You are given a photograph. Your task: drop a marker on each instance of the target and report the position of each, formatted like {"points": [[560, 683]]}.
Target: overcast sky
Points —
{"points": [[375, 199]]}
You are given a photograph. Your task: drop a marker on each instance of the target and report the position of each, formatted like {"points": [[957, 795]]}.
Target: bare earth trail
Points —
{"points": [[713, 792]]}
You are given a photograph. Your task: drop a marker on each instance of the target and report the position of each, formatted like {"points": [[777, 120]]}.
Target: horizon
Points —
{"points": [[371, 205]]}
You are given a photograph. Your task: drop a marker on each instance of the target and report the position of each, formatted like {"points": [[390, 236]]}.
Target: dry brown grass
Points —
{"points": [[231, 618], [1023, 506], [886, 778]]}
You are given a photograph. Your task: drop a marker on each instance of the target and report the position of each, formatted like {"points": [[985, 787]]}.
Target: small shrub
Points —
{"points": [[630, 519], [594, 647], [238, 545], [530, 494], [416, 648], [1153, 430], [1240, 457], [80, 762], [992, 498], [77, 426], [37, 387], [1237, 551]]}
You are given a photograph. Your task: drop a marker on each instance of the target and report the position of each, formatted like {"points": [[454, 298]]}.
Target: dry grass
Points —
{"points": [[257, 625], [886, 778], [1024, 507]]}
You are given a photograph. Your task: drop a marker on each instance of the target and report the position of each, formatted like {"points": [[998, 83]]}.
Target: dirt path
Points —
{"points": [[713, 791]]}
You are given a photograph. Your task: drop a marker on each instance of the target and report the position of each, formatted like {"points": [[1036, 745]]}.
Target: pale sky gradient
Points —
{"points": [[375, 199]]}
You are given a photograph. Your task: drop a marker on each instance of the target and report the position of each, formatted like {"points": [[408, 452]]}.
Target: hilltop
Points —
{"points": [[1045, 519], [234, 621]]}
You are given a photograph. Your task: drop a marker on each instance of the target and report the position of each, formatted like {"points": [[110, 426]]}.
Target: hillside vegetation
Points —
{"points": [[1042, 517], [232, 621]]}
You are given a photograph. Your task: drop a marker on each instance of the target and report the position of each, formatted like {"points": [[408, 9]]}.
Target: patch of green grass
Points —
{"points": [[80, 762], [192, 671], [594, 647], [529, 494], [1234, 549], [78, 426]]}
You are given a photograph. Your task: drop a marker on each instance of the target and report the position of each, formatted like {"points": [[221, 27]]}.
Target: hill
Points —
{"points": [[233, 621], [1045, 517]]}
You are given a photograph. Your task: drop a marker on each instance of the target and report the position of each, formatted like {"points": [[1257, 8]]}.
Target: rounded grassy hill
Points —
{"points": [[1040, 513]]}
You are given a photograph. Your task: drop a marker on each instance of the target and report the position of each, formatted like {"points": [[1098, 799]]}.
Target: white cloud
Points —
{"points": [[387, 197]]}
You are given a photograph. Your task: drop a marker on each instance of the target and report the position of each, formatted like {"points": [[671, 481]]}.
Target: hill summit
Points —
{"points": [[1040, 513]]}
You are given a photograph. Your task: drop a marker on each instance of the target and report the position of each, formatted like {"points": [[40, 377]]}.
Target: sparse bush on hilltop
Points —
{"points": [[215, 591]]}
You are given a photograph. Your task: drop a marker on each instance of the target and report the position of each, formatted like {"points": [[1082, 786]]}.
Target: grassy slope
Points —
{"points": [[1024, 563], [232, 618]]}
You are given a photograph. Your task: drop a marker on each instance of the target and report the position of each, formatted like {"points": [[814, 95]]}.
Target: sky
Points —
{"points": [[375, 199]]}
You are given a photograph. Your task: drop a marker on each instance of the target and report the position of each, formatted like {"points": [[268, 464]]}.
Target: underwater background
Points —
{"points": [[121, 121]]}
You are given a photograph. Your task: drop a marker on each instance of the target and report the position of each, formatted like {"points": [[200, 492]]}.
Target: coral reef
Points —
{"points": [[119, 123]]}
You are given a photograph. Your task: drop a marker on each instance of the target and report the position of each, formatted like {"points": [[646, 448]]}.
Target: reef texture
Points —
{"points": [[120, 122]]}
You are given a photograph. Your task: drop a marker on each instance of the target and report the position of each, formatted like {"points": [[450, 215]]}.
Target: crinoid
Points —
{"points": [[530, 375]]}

++++++++++

In the entries above, count each line holding "hilltop" and report the total and nothing more.

2